• Assignment
Set down everything from "The Starling program" down to "extraversion and conscientiousness." in the blog post on the continuum of mental health, word for word.

• Text under study
The continuum of mental health
By Andrew Miki
Earlier in the school year, CPCO and Starling Minds’ founder and CEO, Dr. Andrew Miki, launched an online mental health initiative supporting our Practising Associates. Starling is an online program available to all CPCO members. It presents an example of an administrator such as David to explain mental health concepts and how to increase resiliency to stress. To learn more about Starling Minds, please read our earlier blog post.
The Starling program was developed by Dr. Andrew Miki. Andrew is a registered psychologist with over 10 years of experience working with patients to treat depression, anxiety and other mental health issues using Cognitive Behavioural Therapy (CBT).
This is the second of several posts Andrew is contributing to our blog.
A large part of my private practice is focused on treating educators who are off work due to anxiety and/or depression. In my previous blog post, I described my early experiences with David, a 58-year-old Principal. Like many administrators, David’s personality profile indicated high levels of emotional stability, agreeableness, openness, extraversion and conscientiousness.
When I met David for the first time, he immediately reminded me of a taller version of Steve Martin. He looked physically tired, but appeared fine otherwise. This is typical for most people who I treat. When I asked what brought him to my office, he said that he was feeling stressed and overwhelmed. He wasn’t sleeping well and was more irritable with his family. It took him a lot more energy to keep up at home and at work. What bothered David the most was that he couldn’t understand why he was struggling and why he couldn’t get himself back on track.
I asked whether there were any recent changes or stressors in his life. David’s eyes watered as he told me about his teenage daughter who was recently diagnosed with Obsessive Compulsive Disorder (OCD). She is his only daughter and they have a special bond over their love for tennis and nature. He felt saddened by the fact that his daughter would likely deal with OCD throughout her life.
Although she was only recently diagnosed, the experience affected everyone in their family. His two sons received less attention and his relationship with his wife had become strained over how to manage their daughter’s illness. David described the many appointments with school counselors, doctors, psychologists and psychiatrists over the previous year. He showed a flash of frustration because, in his opinion, it took too long to get her the help she needed. David disclosed that a part of him often questioned whether there was anything he could have done to prevent her OCD, while another part felt inadequate as a father because he couldn’t fix it or relieve her emotional pain. At the end of the day, he was distraught over the uncertainty of her future and the unfairness of mental illness affecting someone so young and full of promise.

• Material shown
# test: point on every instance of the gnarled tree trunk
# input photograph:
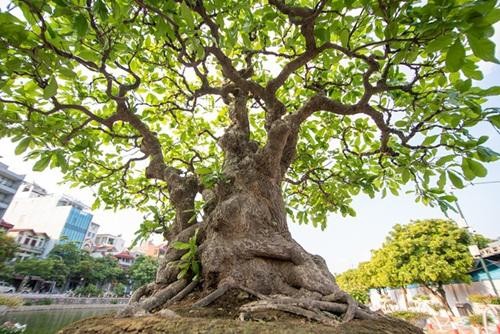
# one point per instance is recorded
(243, 240)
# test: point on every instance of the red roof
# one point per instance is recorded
(124, 255)
(29, 230)
(5, 225)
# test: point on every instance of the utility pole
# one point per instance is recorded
(475, 251)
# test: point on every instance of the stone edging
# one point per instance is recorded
(55, 307)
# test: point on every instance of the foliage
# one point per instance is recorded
(10, 301)
(422, 297)
(48, 269)
(480, 240)
(410, 316)
(379, 94)
(88, 291)
(45, 301)
(428, 252)
(8, 249)
(484, 299)
(356, 282)
(143, 271)
(69, 252)
(11, 329)
(478, 320)
(189, 263)
(68, 261)
(119, 289)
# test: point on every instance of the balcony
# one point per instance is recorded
(7, 189)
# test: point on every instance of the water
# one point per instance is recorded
(49, 322)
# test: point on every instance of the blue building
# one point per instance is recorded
(491, 257)
(61, 217)
(9, 183)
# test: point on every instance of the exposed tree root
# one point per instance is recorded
(325, 311)
(219, 292)
(183, 293)
(341, 296)
(266, 305)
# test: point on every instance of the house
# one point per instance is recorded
(30, 243)
(4, 226)
(125, 259)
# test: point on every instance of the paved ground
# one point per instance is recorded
(441, 325)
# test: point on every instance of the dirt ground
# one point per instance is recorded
(223, 317)
(154, 324)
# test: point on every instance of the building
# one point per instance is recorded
(125, 259)
(31, 190)
(102, 251)
(4, 226)
(9, 183)
(148, 248)
(61, 217)
(89, 242)
(110, 240)
(30, 243)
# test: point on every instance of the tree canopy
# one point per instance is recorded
(372, 94)
(431, 253)
(143, 270)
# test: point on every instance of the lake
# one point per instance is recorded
(49, 322)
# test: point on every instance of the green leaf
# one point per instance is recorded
(455, 56)
(455, 180)
(180, 245)
(482, 48)
(187, 15)
(492, 91)
(476, 167)
(439, 43)
(22, 146)
(80, 25)
(429, 140)
(443, 160)
(467, 170)
(51, 88)
(101, 9)
(41, 164)
(495, 120)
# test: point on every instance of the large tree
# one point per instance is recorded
(431, 252)
(229, 116)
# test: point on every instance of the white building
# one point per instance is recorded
(58, 216)
(30, 243)
(117, 242)
(9, 183)
(125, 259)
(89, 242)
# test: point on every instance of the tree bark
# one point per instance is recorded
(244, 241)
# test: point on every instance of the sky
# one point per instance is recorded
(346, 241)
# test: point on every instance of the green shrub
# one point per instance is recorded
(410, 316)
(11, 328)
(10, 301)
(119, 289)
(421, 297)
(484, 299)
(45, 301)
(477, 319)
(89, 290)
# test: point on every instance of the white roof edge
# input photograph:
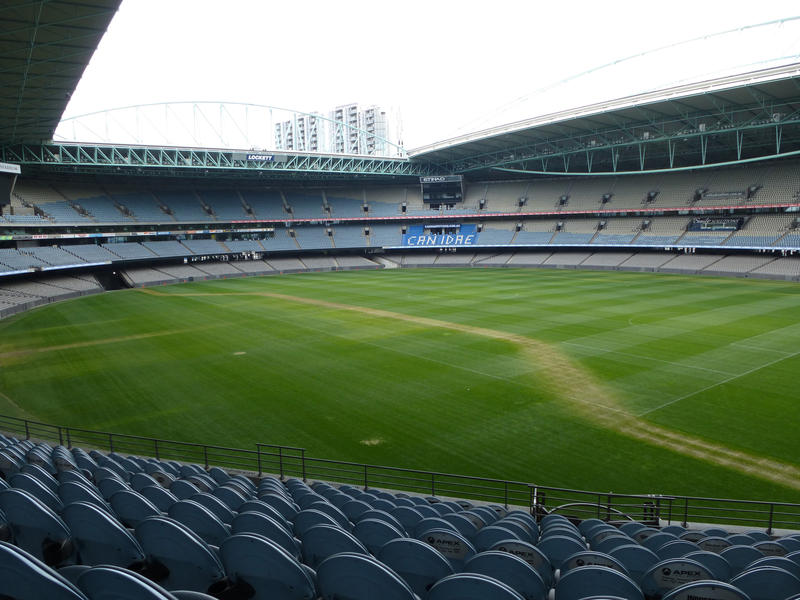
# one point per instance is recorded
(690, 89)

• Result for this task
The Starling program was developed by Dr. Andrew Miki. Andrew is a registered psychologist with over 10 years of experience working with patients to treat depression, anxiety and other mental health issues using Cognitive Behavioural Therapy (CBT).
This is the second of several posts Andrew is contributing to our blog.
A large part of my private practice is focused on treating educators who are off work due to anxiety and/or depression. In my previous blog post, I described my early experiences with David, a 58-year-old Principal. Like many administrators, David’s personality profile indicated high levels of emotional stability, agreeableness, openness, extraversion and conscientiousness.